Выбрать главу

Однако, как выяснилось, действительно мужественным людям, а не таким эскапистам, как автор этих строк, было не пофиг, и Кочетов, в своём «Чего же ты хочешь?», «проехался» и по Ромму. Очень деликатно (не назвав ни фамилии режиссёра, ни названия фильма) упомянув сам по себе феномен фильмов-намёков с подмигиванием, он высказался по существу: есть, мол, такие режиссёры, которые, снимая фильмы якобы о фашизме, на самом деле подразумевают советский строй.

И ведь точно: вскоре это уже стало поистине моровым поветрием — и в литературе (Стругацкие), и в кино (все интеллигенты просто тащились от фильма «Кин-дза-дза!» Данелии, снятого, правда, уже в начале перестройки, но всё в том же тухловатом жанре толстого намёка. Ах, если бы Данелия остановился на «Осеннем марафоне», то мы бы не узнали, какой печальной может быть деградация профессионалов; когда уже нечего сказать, лучше, наверное, вовремя ставить точку, но оставлять по себе благодарную память).

* [ФОРМУЛИРОВКА ЗАДАНИЯ 1]: Извлеките из фрагмента о фильмах-намёках всё, что стоит от слов «И ведь точно: вскоре» вниз до слов «себе благодарную память).» включительно.
* [ФОРМУЛИРОВКА ЗАДАНИЯ 2]: Продолжите фрагмент о фильмах-намёках, начав сразу после его последнего предложения.

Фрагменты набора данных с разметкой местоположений
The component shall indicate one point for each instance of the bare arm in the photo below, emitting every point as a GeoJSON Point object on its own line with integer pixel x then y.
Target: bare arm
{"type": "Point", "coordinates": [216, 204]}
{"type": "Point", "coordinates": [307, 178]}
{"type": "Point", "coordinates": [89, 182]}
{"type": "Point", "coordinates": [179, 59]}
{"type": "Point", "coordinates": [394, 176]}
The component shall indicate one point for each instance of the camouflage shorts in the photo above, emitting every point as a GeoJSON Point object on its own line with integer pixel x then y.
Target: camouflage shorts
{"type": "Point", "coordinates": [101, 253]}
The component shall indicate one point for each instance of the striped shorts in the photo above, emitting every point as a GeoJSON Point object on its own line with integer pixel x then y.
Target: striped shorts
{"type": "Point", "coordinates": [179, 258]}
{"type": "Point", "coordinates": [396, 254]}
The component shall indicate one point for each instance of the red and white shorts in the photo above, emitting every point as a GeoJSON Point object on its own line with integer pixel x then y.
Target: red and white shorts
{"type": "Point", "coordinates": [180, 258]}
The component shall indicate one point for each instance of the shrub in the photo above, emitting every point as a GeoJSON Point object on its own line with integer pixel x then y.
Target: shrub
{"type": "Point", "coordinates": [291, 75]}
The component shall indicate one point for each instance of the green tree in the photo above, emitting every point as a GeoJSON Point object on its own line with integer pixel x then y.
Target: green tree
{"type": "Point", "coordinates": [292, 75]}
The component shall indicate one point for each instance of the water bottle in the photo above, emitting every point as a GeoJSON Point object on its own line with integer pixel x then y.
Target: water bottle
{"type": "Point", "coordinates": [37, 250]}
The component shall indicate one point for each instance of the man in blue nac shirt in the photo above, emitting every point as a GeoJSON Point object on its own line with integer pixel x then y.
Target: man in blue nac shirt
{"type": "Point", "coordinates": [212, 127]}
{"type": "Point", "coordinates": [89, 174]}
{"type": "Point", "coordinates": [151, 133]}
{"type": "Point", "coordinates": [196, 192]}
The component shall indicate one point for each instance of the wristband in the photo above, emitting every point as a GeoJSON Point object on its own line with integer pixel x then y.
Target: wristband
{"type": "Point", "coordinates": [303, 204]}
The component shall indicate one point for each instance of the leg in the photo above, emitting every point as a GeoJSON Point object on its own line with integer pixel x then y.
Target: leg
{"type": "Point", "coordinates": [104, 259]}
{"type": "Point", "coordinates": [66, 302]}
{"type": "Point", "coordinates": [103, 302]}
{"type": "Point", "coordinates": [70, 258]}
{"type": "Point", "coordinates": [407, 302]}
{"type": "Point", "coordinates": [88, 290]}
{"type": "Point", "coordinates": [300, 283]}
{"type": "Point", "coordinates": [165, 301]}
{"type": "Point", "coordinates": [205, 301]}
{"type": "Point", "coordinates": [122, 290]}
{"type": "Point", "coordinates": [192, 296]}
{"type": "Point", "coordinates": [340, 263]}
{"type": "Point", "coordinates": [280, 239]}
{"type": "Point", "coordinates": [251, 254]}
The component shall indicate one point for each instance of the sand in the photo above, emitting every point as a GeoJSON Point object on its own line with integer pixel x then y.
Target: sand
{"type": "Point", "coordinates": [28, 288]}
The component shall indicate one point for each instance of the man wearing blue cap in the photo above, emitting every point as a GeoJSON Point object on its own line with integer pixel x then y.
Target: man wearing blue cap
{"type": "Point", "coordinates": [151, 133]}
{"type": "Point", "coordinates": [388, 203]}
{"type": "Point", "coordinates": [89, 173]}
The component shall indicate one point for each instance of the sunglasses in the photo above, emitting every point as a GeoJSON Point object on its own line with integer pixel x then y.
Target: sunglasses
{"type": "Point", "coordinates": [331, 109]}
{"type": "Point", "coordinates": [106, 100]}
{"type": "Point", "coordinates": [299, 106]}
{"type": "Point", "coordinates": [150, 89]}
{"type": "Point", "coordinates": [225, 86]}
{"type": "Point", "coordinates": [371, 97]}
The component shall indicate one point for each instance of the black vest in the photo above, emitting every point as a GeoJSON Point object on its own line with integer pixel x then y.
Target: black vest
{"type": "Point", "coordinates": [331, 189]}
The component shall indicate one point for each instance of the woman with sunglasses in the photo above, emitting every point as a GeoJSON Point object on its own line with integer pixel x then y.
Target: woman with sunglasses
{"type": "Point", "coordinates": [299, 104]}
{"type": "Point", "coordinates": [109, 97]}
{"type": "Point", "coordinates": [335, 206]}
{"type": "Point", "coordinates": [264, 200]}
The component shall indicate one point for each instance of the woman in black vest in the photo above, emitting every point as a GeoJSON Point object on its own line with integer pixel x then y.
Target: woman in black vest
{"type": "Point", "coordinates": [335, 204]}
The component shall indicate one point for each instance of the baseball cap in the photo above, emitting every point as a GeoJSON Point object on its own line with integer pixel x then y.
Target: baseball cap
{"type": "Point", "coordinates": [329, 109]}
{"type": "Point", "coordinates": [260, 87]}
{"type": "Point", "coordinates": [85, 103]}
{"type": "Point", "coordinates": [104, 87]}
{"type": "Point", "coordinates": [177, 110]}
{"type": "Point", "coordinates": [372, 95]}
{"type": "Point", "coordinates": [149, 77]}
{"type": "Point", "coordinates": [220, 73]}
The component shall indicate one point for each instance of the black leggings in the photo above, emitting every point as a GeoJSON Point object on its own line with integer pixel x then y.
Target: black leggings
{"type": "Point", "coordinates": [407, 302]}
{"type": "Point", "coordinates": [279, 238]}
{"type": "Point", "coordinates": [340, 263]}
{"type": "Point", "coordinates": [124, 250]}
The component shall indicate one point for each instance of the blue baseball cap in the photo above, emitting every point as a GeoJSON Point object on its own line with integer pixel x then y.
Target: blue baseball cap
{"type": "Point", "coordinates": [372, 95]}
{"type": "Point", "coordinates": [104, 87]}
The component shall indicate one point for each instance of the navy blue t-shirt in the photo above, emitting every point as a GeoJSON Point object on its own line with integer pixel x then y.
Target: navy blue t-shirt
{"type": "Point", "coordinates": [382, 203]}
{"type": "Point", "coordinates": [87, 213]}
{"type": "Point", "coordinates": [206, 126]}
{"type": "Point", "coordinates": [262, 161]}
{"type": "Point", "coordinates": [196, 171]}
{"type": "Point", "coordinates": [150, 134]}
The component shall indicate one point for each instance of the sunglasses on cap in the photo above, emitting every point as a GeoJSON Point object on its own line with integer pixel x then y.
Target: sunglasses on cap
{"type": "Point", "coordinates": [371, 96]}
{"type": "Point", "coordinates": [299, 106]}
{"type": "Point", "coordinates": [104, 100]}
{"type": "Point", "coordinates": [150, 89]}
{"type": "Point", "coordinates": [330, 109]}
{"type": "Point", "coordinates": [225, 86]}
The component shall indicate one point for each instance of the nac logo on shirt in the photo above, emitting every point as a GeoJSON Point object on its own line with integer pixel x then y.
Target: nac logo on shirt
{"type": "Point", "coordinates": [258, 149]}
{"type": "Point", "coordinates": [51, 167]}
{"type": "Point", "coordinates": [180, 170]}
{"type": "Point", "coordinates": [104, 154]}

* [РЕЗУЛЬТАТ 1]:
И ведь точно: вскоре это уже стало поистине моровым поветрием — и в литературе (Стругацкие), и в кино (все интеллигенты просто тащились от фильма «Кин-дза-дза!» Данелии, снятого, правда, уже в начале перестройки, но всё в том же тухловатом жанре толстого намёка. Ах, если бы Данелия остановился на «Осеннем марафоне», то мы бы не узнали, какой печальной может быть деградация профессионалов; когда уже нечего сказать, лучше, наверное, вовремя ставить точку, но оставлять по себе благодарную память).

* [РЕЗУЛЬТАТ 2]:
На якобы «документальный» фильм Ромма Кочетов, устами одного из своих героев, намекнул таким образом:

Недавно я смотрел одну хроникальную картину о фашизме. Так там, видела бы ты, как дело представлено! В зале, понятно, смех. Хитро представлено, я тебе скажу. Вроде бы оно о Гитлере, а намёк на нас. И такой эпизодик, и другой. В зале, понятно, смех — народ не дурак, понимает эти фокусы. Так что ты думаешь? Этому-то, кто такую картинку склеил, премию отвалили! Вот работают люди! Это нехорошо. Это подло. Если ты с чем-то не согласен, ты будь честным, выступи, открыто выскажи своё мнение, своё несогласие. Но вот так, из-за угла, всё перевёртывая с ног на голову, это же очень грязное дело!

Кто-нибудь скажет, что и «Семнадцать мгновений весны» — это «намёк на нас». В каком-то смысле (из разговоров Штирлица с Борманом тогдашние интеллигенты делали вывод, что примерно так же разговаривают «бонзы» Политбюро. Увы. Судя по стенограммам, там было всё просто и прагматично, без всяких философических бесед о природе власти). Да, но каков уровень! Лиознова была той же национальности, что и Ромм, но это именно тот случай, когда можно сказать, что у таланта нет национальности. У таланта, подчеркнём. В отличие от.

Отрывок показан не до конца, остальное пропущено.